THE PROBLEM: Locate the line that contains "outline white t-shirt, every instance". Print it and every subsequent line through the final line of the records, exactly and only those.

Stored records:
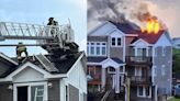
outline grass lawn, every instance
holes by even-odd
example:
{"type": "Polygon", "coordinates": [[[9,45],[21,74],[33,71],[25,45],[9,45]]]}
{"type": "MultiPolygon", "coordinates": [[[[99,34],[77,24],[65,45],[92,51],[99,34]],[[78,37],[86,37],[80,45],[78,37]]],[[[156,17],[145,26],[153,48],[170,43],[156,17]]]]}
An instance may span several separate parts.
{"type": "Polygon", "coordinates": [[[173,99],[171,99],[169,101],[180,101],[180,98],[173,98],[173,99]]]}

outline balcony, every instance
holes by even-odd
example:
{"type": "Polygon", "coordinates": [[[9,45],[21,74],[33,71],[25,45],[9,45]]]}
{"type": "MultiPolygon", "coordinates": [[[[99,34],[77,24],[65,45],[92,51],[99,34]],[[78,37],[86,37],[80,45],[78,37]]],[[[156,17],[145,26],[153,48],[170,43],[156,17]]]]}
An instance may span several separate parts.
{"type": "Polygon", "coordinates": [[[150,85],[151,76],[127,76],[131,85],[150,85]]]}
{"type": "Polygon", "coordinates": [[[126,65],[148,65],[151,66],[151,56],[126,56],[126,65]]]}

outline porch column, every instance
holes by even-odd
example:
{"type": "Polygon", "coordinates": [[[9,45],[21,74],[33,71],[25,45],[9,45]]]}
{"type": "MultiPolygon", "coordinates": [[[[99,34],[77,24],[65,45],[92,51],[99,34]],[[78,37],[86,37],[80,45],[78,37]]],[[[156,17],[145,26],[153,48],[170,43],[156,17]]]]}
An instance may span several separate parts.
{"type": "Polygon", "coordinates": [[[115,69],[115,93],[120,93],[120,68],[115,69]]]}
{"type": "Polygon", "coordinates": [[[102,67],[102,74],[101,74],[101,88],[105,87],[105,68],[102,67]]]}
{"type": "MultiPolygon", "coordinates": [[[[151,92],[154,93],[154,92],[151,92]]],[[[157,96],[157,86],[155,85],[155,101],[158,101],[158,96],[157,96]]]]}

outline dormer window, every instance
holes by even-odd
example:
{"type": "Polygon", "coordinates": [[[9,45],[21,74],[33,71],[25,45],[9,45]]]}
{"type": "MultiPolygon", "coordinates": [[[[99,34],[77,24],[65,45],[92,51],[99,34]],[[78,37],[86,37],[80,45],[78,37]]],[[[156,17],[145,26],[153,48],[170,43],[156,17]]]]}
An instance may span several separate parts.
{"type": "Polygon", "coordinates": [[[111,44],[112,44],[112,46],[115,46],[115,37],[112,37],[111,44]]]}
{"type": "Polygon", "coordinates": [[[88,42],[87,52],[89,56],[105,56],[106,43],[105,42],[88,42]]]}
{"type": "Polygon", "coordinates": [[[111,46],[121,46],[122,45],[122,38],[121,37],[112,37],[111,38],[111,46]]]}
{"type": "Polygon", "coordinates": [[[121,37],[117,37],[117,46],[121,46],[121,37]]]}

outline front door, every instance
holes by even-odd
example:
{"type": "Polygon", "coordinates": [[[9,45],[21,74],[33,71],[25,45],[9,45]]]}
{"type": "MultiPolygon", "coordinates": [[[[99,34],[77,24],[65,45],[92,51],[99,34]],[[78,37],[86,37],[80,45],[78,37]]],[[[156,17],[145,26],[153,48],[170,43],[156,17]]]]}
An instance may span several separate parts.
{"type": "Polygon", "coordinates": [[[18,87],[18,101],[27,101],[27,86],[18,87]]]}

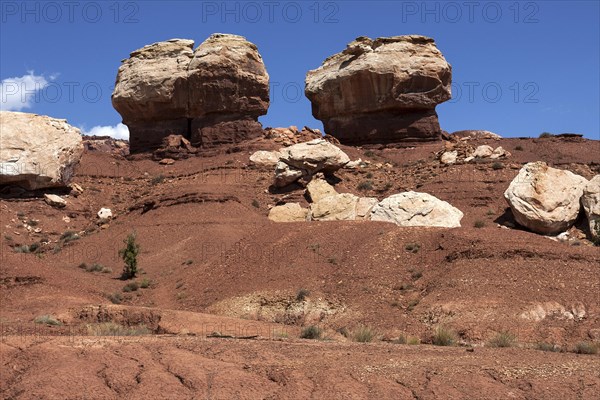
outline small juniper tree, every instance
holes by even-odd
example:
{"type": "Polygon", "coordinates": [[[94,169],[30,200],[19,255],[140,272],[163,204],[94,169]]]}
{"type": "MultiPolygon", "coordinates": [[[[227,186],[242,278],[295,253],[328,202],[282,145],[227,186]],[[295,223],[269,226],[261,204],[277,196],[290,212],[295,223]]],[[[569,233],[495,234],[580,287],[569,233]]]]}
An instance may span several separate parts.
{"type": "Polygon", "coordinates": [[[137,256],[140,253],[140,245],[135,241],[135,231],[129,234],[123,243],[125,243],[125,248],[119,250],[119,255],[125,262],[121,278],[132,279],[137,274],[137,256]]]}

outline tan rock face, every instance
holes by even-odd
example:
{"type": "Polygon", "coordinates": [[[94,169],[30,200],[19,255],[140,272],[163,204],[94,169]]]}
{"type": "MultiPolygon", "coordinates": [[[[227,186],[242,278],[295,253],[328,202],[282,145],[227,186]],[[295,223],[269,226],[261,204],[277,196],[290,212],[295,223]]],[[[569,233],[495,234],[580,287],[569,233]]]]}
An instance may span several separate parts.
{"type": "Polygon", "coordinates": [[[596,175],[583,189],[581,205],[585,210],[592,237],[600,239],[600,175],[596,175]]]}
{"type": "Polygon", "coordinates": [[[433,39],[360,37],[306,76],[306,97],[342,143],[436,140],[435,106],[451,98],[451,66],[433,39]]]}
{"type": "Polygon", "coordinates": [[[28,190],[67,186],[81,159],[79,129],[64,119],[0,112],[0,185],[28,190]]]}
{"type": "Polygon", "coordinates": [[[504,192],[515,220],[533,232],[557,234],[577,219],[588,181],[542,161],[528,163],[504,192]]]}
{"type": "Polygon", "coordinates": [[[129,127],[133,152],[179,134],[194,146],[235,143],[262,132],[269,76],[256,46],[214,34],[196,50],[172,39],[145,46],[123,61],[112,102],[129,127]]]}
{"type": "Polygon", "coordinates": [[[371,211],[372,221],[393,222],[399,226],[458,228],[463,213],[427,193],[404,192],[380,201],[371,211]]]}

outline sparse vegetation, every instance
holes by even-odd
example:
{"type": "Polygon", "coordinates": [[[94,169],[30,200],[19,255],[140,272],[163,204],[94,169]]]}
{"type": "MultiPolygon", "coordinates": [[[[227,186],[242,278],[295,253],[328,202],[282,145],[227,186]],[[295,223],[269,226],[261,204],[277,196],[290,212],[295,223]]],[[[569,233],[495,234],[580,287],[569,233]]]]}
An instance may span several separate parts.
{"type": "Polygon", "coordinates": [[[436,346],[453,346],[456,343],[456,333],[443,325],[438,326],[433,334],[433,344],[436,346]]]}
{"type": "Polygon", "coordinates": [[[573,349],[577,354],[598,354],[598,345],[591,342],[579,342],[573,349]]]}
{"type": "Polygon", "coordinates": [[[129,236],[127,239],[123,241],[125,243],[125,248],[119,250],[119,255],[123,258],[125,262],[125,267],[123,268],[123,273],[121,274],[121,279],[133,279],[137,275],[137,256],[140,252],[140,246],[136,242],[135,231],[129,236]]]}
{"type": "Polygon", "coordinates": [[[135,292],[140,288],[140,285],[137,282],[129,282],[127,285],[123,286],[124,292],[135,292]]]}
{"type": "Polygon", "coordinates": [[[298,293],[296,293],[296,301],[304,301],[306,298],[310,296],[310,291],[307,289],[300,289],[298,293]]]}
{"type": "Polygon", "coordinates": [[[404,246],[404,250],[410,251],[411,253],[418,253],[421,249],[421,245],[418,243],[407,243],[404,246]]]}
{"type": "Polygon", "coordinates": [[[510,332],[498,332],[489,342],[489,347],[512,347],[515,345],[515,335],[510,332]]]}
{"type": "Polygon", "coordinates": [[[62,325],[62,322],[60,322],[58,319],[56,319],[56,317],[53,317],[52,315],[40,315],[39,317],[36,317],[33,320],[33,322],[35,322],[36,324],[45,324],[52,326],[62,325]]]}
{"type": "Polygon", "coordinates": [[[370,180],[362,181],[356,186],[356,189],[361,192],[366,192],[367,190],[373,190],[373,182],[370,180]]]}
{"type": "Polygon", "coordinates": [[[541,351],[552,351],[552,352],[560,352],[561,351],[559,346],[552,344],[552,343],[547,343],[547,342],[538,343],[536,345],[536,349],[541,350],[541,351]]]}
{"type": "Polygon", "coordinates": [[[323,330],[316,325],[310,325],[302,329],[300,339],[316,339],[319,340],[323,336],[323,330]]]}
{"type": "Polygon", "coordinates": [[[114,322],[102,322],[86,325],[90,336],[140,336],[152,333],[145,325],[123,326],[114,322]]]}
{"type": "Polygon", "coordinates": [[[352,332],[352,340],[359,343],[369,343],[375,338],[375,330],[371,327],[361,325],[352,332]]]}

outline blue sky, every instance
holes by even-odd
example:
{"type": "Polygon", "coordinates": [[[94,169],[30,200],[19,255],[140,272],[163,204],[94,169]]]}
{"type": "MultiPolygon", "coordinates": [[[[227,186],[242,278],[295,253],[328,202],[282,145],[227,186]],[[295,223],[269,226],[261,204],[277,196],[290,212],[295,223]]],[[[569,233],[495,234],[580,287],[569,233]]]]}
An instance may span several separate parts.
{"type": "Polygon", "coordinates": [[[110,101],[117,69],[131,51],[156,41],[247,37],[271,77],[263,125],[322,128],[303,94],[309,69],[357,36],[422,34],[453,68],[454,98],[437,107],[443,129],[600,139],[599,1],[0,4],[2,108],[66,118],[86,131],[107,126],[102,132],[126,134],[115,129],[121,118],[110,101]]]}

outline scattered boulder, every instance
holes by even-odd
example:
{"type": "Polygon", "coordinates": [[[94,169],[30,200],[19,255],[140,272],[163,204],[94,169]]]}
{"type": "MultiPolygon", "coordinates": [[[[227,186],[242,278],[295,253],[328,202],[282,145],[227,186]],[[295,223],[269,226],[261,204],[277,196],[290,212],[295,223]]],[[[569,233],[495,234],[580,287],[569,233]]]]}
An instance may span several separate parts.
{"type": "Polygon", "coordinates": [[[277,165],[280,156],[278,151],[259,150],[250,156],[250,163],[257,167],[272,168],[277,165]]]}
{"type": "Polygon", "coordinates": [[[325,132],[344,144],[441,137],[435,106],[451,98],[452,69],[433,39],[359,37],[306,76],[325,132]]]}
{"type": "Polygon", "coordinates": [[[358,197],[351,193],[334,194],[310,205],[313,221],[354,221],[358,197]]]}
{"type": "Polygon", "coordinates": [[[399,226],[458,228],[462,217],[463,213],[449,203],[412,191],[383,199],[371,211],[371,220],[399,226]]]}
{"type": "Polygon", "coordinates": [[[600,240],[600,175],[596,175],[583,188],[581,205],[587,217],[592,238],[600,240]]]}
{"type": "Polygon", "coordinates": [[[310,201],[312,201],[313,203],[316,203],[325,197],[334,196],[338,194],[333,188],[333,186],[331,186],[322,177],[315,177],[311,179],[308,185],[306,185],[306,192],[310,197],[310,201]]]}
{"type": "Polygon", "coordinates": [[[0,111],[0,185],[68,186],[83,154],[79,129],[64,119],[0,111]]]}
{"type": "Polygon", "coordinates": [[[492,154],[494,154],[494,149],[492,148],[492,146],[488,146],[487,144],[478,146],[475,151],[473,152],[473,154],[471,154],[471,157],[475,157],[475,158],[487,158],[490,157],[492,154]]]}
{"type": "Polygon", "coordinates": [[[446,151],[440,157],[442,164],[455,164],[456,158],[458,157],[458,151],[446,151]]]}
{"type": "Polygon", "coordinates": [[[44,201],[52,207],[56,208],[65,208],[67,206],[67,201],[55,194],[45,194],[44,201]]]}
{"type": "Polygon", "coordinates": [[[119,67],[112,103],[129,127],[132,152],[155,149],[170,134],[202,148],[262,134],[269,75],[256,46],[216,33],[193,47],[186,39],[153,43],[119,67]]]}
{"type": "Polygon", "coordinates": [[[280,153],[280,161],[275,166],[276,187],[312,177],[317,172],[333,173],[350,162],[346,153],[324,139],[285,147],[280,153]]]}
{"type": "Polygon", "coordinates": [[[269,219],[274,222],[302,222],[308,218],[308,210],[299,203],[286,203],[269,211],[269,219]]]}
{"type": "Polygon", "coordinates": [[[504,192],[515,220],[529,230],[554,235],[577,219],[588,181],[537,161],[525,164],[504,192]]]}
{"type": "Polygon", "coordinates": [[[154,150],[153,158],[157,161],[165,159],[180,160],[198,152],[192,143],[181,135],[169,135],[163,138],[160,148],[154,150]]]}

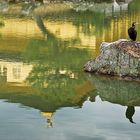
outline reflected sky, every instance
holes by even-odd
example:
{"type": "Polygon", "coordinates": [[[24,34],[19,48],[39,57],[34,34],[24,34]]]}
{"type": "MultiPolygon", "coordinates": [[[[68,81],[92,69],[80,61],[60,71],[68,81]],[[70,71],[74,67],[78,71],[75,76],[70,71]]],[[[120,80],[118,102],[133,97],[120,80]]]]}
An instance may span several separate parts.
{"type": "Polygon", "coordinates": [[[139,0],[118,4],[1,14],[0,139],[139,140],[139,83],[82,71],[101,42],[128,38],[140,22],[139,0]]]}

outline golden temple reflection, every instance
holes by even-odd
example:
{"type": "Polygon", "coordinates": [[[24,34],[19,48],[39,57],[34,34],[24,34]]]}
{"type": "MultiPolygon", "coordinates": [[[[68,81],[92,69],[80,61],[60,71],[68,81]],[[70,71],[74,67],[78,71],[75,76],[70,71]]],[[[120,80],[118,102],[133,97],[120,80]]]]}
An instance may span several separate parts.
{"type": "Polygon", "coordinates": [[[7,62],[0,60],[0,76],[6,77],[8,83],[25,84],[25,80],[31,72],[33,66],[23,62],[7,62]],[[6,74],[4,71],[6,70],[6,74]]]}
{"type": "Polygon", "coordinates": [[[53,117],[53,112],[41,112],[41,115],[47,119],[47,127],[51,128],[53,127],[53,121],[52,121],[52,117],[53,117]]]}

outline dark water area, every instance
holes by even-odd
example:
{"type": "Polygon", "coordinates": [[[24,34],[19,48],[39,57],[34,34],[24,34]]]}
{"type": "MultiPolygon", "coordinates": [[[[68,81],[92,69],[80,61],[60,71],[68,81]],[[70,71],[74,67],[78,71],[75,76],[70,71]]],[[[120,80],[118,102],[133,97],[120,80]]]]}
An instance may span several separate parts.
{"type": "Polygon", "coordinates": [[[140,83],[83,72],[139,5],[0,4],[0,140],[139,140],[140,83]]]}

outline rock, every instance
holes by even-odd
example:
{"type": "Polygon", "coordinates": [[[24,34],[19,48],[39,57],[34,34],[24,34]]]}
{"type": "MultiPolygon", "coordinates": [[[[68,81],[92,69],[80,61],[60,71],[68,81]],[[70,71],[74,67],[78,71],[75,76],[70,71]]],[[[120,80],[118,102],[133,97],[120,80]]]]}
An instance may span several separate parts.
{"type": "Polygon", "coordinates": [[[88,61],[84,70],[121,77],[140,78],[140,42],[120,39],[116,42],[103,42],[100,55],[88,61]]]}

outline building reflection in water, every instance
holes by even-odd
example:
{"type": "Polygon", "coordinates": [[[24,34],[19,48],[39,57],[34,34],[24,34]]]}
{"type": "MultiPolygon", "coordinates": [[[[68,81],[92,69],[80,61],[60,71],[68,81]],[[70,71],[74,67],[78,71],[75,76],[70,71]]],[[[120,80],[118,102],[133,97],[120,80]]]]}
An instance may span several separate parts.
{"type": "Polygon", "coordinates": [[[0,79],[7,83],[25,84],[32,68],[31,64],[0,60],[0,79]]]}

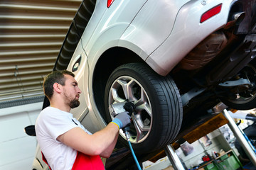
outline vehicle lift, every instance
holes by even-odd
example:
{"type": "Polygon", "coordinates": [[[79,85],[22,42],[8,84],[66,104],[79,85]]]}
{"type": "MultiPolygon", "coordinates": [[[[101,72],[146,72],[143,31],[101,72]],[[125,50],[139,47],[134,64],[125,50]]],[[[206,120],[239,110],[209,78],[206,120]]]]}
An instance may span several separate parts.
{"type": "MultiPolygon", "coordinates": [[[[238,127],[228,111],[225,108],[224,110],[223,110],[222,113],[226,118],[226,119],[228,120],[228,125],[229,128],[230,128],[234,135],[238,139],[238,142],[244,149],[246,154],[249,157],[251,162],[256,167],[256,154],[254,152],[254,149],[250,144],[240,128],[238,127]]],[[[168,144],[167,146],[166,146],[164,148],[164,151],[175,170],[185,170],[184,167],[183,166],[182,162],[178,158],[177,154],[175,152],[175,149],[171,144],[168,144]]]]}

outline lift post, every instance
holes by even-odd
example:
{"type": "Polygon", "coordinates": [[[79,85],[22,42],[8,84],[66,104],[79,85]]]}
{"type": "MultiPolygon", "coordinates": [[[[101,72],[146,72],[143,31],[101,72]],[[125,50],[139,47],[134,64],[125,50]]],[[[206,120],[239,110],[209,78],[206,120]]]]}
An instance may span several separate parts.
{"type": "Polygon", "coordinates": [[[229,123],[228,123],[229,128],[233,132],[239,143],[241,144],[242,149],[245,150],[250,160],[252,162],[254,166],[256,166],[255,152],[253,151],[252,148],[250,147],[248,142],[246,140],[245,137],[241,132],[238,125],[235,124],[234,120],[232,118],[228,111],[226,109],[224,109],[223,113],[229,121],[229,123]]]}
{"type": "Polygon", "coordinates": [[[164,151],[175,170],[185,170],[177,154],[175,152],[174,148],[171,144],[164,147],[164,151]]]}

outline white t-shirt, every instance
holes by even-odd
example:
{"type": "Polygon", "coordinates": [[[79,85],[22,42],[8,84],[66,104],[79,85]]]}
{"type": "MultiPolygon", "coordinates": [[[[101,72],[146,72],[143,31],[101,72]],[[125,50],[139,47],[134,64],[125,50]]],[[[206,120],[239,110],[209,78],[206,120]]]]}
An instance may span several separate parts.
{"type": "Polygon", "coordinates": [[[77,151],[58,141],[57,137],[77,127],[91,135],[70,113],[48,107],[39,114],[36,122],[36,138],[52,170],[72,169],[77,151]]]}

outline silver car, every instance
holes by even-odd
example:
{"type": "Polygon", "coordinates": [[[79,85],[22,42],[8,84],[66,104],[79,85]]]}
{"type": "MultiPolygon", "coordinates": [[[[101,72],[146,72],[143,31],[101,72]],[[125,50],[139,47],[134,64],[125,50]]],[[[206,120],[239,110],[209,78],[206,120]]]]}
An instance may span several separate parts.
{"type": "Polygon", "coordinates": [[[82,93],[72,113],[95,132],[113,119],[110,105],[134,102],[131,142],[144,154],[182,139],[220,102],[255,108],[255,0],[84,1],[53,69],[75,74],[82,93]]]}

RESPONSE FOR THIS EXERCISE:
outline white t-shirt, every instance
holes by even-odd
example:
{"type": "Polygon", "coordinates": [[[79,85],[22,42],[8,84],[66,104],[79,85]]]}
{"type": "MultiPolygon", "coordinates": [[[[101,72],[146,72],[143,31],[101,72]],[[125,50],[139,47],[134,64],[125,50]]],[[[206,120],[239,110],[209,78],[206,120]]]]}
An instance may span several separate parts.
{"type": "Polygon", "coordinates": [[[77,151],[58,141],[57,137],[77,127],[91,135],[70,113],[48,107],[39,114],[36,122],[36,138],[52,170],[72,169],[77,151]]]}

outline silver car, every instance
holes by even-odd
example:
{"type": "Polygon", "coordinates": [[[79,85],[22,42],[8,84],[66,104],[79,85]]]}
{"type": "MultiPolygon", "coordinates": [[[[101,72],[146,72],[143,31],[101,72]],[[125,50],[139,47],[134,64],[125,50]]],[[[206,120],[239,110],[209,78],[206,120]]]]}
An instance may span several separate parts.
{"type": "Polygon", "coordinates": [[[82,93],[72,113],[95,132],[113,119],[110,105],[134,102],[131,142],[144,154],[182,139],[220,102],[255,108],[255,0],[84,1],[53,69],[75,74],[82,93]]]}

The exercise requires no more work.